▶ [Instructions for the task]: Pick each line containing the word "then" out of the data below.

[Dataset excerpts]
_ _ _ _ _ _ _

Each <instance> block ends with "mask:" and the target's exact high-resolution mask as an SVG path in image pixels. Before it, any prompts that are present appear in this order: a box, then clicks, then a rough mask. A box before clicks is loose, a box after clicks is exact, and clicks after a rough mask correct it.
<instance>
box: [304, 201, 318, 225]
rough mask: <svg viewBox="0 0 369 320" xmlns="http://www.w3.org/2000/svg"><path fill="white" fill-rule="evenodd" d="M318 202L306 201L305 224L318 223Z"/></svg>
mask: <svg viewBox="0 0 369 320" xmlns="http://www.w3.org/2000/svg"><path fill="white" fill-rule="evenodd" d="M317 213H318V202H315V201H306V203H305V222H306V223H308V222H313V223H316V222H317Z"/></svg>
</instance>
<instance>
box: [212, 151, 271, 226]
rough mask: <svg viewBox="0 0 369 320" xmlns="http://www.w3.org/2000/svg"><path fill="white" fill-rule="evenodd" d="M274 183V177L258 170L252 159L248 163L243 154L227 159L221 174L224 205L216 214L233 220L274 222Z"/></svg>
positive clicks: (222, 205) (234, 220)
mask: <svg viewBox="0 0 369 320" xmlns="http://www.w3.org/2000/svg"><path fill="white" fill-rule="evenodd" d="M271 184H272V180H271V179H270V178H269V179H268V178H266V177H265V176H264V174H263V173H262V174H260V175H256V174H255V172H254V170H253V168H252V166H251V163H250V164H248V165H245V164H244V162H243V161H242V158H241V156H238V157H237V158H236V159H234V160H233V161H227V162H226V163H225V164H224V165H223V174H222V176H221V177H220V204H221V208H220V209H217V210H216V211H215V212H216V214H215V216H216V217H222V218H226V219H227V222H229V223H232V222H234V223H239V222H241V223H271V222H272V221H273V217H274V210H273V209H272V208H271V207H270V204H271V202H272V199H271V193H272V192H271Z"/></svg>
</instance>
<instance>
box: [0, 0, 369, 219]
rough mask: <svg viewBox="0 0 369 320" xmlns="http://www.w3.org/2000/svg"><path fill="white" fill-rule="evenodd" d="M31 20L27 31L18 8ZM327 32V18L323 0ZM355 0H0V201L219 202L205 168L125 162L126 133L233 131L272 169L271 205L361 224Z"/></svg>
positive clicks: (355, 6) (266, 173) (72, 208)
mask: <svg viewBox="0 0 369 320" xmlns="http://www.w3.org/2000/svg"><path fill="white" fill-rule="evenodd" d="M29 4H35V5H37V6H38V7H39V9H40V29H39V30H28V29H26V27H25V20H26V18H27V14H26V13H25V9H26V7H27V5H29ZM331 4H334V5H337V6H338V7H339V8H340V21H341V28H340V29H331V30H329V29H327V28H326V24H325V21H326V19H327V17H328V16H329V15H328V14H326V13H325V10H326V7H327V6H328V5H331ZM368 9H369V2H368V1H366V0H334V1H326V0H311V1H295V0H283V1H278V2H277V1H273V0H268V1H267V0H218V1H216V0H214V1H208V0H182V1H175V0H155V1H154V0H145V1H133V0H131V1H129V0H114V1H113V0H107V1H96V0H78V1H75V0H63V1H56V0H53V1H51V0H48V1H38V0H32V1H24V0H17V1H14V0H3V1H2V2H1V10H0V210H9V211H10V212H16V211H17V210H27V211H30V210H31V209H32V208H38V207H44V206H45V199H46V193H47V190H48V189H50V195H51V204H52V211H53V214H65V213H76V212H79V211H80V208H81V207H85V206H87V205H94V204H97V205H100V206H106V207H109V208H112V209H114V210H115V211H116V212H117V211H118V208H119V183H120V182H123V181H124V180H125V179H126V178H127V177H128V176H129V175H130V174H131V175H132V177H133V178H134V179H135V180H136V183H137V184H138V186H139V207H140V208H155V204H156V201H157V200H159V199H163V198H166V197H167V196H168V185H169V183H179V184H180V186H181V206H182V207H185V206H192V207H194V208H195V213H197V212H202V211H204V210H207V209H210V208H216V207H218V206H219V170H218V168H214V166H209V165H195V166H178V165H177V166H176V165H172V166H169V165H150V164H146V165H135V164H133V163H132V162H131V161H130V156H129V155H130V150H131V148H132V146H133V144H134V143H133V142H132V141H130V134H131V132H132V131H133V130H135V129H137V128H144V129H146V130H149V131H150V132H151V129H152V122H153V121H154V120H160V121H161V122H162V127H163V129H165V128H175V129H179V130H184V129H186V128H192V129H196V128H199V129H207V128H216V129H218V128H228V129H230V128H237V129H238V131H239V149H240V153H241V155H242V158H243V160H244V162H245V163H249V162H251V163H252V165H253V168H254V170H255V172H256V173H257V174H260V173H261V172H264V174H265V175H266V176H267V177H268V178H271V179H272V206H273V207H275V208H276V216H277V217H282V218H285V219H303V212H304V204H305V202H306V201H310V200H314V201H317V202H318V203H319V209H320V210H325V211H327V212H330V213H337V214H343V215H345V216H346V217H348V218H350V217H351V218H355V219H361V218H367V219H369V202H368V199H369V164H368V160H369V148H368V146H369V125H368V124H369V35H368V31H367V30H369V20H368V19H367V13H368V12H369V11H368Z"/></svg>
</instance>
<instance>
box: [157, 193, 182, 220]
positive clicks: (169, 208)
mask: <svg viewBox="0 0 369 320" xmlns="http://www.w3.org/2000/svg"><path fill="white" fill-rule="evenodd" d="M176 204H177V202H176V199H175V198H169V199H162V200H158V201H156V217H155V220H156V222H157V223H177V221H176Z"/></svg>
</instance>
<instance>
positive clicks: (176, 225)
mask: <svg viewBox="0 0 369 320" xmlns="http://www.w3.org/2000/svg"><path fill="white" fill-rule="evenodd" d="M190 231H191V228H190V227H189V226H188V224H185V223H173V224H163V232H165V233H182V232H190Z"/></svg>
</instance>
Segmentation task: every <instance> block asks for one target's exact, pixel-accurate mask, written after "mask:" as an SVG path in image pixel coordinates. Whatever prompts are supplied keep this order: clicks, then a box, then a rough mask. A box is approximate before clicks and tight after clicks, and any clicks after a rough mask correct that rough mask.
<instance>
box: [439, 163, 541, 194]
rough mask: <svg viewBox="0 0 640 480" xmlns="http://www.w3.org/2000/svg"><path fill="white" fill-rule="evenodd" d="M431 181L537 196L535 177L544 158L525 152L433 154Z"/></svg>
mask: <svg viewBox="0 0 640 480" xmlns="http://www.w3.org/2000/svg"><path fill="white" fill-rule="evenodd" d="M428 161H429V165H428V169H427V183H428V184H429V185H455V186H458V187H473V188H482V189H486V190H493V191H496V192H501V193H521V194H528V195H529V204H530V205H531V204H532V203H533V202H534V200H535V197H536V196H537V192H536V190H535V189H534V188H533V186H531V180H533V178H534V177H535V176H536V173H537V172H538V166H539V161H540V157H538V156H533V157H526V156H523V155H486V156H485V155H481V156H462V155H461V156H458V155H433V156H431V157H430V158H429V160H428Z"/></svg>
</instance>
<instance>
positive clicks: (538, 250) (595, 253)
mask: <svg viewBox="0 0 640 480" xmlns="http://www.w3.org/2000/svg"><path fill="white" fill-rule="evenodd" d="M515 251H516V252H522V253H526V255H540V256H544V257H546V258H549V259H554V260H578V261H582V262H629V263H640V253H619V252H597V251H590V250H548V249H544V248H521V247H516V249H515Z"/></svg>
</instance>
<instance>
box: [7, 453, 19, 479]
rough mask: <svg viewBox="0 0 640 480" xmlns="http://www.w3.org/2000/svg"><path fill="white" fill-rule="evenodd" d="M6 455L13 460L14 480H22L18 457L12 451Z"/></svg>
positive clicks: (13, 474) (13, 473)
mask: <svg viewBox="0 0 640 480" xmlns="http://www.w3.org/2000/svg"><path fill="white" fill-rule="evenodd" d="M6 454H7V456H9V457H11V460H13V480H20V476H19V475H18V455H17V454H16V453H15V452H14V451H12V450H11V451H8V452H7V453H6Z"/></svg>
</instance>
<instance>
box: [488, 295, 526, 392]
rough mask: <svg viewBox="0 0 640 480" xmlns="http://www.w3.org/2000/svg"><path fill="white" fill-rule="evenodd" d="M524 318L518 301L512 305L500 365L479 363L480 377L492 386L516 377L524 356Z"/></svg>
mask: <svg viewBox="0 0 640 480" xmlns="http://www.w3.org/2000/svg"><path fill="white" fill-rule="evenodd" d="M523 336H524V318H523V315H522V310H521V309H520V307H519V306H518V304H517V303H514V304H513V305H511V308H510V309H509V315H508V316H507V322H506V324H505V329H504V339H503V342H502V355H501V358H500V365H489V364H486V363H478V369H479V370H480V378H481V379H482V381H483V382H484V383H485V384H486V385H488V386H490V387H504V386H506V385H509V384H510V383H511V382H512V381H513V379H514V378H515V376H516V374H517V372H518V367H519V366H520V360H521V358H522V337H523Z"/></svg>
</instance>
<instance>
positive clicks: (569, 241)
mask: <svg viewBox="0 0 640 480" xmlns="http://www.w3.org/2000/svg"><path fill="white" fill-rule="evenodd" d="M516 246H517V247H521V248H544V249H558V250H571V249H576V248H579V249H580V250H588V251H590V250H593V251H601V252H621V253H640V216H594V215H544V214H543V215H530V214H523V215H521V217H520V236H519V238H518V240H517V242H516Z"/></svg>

_ _ _ _ _ _ _

▶ [Exercise result]:
Each <instance> block ends with "mask:" and the target's exact high-resolution mask as an SVG path in image pixels. Before it, any prompts that are present appear in this order: a box, then clicks, then a rough mask. A box before clicks is loose, a box after clicks is exact, and clicks after a rough mask correct it.
Segmentation task: every <instance> block asks for one target's exact, pixel-accurate mask, written after "mask:" as an SVG path in image pixel coordinates. Whatever prompts are supplied keep this order: clicks, then a box, then a rough mask. A box is approximate before clicks and tight after clicks, and any clicks after a rough mask correct that rough mask.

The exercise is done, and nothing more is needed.